━━ EXTRACTED INFORMATION ━━

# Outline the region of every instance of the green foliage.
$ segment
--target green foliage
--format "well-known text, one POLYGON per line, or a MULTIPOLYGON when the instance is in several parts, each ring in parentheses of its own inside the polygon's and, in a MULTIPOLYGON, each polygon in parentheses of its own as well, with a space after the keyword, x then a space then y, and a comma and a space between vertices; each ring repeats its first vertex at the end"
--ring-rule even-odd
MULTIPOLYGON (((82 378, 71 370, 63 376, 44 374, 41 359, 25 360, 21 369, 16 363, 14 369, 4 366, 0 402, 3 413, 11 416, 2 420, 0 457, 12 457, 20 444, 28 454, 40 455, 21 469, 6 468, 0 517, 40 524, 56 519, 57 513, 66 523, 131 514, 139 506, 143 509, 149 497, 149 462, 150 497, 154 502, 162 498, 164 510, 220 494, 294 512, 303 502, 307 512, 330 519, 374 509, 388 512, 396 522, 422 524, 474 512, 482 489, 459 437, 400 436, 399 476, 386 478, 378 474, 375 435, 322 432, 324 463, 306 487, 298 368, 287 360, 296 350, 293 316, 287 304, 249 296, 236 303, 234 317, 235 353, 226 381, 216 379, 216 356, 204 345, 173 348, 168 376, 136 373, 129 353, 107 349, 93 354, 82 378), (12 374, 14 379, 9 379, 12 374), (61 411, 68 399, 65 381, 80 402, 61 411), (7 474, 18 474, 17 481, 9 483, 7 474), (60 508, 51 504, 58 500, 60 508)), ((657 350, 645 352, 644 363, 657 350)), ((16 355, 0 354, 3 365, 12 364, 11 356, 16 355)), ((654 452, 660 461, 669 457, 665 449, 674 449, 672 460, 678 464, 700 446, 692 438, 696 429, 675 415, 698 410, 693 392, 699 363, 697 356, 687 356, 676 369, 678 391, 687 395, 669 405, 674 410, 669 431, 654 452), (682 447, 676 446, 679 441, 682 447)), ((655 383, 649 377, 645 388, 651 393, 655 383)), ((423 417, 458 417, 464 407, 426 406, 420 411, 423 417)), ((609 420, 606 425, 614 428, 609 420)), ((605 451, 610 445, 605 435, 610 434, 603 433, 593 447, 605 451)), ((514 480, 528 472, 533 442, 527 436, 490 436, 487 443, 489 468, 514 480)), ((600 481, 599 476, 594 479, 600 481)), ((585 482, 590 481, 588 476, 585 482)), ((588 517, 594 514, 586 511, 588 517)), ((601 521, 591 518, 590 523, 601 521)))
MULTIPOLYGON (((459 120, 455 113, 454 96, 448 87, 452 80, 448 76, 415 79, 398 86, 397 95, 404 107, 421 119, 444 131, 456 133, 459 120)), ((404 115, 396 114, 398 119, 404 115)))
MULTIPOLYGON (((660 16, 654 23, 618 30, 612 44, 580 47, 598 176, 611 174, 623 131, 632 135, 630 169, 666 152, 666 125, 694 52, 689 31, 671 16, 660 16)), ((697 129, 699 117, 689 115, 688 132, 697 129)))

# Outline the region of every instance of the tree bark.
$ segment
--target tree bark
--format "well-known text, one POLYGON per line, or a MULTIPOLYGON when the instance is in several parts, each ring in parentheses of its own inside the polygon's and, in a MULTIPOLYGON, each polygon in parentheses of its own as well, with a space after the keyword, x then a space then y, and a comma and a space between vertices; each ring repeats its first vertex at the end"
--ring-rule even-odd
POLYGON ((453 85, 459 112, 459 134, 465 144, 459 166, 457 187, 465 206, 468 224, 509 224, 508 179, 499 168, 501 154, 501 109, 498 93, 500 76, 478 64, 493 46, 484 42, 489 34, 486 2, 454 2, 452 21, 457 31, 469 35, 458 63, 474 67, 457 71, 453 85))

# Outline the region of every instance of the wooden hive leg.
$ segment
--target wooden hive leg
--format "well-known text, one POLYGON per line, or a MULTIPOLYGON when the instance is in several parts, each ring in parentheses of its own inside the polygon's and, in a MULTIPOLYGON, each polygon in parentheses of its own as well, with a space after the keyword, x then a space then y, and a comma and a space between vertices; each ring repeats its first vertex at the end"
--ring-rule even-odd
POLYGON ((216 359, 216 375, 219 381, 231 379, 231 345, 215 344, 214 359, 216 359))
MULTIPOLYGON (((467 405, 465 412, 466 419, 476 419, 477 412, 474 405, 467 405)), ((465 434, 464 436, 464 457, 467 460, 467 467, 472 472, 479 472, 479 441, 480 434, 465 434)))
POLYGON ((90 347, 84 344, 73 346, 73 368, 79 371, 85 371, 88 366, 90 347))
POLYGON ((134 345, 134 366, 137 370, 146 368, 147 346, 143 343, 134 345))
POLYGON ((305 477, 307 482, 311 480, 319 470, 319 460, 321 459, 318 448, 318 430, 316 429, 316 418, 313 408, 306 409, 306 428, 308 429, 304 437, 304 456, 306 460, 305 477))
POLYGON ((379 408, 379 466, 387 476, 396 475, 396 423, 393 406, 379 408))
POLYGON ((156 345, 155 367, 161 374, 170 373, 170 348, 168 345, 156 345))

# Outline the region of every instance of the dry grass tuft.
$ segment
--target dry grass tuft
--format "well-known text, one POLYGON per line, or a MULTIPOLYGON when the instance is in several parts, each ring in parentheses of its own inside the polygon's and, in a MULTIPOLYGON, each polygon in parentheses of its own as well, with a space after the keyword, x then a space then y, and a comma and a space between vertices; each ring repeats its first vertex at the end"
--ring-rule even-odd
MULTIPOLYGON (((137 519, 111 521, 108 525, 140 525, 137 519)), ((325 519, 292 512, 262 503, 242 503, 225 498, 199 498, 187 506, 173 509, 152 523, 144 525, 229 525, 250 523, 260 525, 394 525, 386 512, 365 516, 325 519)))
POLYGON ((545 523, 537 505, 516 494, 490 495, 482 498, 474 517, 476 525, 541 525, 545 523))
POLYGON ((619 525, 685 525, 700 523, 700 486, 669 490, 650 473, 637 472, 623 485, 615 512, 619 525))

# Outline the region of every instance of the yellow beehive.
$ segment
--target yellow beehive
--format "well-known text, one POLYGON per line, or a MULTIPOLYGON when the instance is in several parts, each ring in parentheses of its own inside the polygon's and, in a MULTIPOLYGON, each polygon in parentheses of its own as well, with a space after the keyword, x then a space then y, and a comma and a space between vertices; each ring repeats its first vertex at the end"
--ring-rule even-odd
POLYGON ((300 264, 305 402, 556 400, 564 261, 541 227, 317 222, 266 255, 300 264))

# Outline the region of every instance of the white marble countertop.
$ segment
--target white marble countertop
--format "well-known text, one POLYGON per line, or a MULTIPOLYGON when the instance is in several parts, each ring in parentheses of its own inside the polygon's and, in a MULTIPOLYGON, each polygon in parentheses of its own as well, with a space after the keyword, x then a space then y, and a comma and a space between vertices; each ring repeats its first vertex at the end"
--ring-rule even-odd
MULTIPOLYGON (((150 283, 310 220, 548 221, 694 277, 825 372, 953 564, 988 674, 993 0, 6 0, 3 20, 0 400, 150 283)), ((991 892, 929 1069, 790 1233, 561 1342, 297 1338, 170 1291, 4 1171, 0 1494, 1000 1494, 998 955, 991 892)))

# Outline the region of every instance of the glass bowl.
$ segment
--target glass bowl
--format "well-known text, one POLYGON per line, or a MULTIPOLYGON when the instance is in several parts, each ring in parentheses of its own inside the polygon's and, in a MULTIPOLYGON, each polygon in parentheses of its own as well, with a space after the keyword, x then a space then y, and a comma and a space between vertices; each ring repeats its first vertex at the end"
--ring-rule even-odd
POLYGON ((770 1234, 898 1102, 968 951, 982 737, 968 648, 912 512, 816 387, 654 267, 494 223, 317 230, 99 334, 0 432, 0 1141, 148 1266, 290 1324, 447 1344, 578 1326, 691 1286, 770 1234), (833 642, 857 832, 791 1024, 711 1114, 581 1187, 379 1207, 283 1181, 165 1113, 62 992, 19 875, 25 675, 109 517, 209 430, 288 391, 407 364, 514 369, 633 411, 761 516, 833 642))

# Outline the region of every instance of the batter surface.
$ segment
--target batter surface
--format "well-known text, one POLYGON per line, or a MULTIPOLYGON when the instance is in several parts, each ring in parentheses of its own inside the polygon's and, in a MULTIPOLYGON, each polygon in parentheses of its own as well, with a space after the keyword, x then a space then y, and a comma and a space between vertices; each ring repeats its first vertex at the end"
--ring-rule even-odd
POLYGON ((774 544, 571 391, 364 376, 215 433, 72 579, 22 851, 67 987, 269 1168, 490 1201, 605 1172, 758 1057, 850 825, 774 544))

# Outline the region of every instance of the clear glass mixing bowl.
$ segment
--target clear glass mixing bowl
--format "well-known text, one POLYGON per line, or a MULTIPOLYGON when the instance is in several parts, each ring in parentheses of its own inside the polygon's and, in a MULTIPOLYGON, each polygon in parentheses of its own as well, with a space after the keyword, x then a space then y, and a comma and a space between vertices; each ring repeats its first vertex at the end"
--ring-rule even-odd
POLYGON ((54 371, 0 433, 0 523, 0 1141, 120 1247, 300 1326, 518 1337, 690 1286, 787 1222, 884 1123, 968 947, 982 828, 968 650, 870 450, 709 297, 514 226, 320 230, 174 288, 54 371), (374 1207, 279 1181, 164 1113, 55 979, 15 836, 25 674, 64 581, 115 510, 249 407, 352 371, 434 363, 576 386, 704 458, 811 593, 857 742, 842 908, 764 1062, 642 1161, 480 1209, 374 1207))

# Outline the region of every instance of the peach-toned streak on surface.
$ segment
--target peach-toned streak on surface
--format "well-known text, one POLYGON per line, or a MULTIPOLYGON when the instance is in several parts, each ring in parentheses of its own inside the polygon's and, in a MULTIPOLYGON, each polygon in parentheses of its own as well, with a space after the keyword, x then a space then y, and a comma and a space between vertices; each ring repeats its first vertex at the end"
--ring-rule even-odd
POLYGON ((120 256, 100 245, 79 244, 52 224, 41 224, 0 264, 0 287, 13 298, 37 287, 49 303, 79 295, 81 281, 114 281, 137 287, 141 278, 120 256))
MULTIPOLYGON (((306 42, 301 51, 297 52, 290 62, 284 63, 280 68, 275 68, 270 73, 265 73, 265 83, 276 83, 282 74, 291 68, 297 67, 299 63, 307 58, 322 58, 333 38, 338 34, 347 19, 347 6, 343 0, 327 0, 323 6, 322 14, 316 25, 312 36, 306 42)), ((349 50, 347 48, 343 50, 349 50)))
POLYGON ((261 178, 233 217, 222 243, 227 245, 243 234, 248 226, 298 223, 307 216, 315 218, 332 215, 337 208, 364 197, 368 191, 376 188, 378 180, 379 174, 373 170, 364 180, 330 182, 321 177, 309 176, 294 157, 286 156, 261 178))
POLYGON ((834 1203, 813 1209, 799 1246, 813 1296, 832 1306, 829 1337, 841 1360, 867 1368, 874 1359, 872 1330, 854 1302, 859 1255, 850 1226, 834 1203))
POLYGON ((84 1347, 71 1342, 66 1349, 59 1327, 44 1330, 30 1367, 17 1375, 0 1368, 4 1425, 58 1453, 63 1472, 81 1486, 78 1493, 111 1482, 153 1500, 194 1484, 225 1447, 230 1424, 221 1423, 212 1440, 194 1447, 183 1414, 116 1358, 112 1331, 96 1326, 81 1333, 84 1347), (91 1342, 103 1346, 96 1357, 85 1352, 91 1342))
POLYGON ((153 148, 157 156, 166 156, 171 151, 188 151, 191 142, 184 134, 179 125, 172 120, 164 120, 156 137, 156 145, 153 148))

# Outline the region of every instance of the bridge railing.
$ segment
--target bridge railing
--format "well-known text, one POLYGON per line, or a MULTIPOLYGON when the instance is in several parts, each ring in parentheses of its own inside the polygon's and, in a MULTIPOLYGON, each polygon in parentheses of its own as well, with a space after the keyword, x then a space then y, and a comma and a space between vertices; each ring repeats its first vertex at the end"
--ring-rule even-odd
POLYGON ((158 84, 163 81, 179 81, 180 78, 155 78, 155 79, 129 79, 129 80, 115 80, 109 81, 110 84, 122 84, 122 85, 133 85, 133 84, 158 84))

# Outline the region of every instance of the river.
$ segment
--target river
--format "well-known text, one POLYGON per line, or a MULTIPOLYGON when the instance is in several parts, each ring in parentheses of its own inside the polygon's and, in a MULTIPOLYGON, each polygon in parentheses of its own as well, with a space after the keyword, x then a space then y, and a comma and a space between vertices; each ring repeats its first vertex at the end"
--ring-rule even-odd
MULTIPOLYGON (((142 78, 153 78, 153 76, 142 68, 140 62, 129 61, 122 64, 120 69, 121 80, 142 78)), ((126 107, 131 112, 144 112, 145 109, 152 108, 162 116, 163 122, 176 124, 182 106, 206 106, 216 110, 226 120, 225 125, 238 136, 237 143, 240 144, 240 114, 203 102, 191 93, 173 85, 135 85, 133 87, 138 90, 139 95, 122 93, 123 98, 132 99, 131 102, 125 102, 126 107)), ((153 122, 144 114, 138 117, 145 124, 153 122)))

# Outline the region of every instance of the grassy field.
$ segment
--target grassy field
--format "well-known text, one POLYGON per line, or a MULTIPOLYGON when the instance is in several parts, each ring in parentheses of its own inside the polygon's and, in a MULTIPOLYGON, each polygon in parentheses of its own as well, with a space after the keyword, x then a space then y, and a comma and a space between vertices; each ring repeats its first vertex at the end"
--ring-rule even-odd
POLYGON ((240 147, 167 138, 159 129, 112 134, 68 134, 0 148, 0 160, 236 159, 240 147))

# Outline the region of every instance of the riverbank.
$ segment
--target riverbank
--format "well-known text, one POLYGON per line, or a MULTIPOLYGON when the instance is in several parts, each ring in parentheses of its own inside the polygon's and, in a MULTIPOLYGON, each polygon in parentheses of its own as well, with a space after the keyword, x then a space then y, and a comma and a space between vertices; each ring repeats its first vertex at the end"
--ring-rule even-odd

━━━

■ **THE TASK**
Examine the entries and say how many of their lines hold the word "bark". No other words should accompany the number.

■ **ANSWER TO THE EXERCISE**
2